### Extract to read
= = = =
Effective NGN2-based neuronal programming of hiPSCs in an automated microfluidic platform

Abstract: Neurodegenerative diseases represent an increasing health burden, with a worrying lack of models recapitulating the hallmarks of the pathology. Recently, lab-on-a-chip technology has opened new reliable alternatives to conventional in vitro models able to replicate key aspects of human physiology. For instance, microfluidics allows to mimic the extracellular accumulation of misfolded proteins in the finely controlled microenvironment, thanks to the intrinsic high surface-area-to-volume ratio. Automated microfluidic platforms offer advantages in implementing high-throughput, standardized and parallelized assays, suitable for drug screenings and developing new therapeutic approaches in a cost-effective way. However, the major challenges in the broad application of automated lab-on-a-chip in biological research are the lack of production robustness and ease of use of the devices. Here, we present an automated microfluidic platform able to host the rapid conversion of human induced pluripotent stem cells (hiPSCs) into neurons via NGN2 viral programming in a user-friendly manner. The design of the platform, built with multilayer soft-lithography techniques, shows easiness in the fabrication and assembly thanks to the simple geometry and experimental reproducibility at the same time. The all operations are automatically managed from the cell seeding, medium change, doxycycline-mediated neuronal induction, and selection of the genetically engineered cells, to the analysis, including immunofluorescence assay. Our results show a high-throughput, efficient and homogenous conversion of hiPSCs in neurons in 10 days showing the expression of mature marker MAP2, and calcium signaling. The neurons-on-chip model here described represents a fully automated loop system able to address the challenges in the field of neurodegenerative diseases and improve current preclinical models.
= = = =
### Dataset section
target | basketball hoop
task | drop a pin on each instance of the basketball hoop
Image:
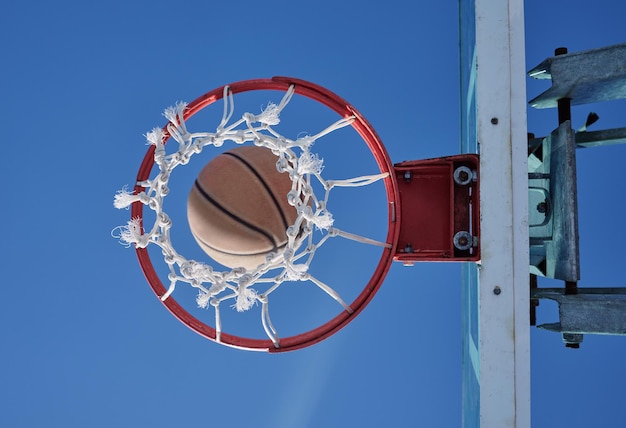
= = = =
### Exercise requirements
Please answer these from the abstract, one line each:
(a) What fabrication technique was used to build the platform?
(b) In how many days were the hiPSCs converted into neurons?
(c) Which mature marker did the resulting neurons express?
Draw only on the abstract, not on the data.

### Answer section
(a) Multilayer soft-lithography techniques.
(b) 10 days.
(c) MAP2.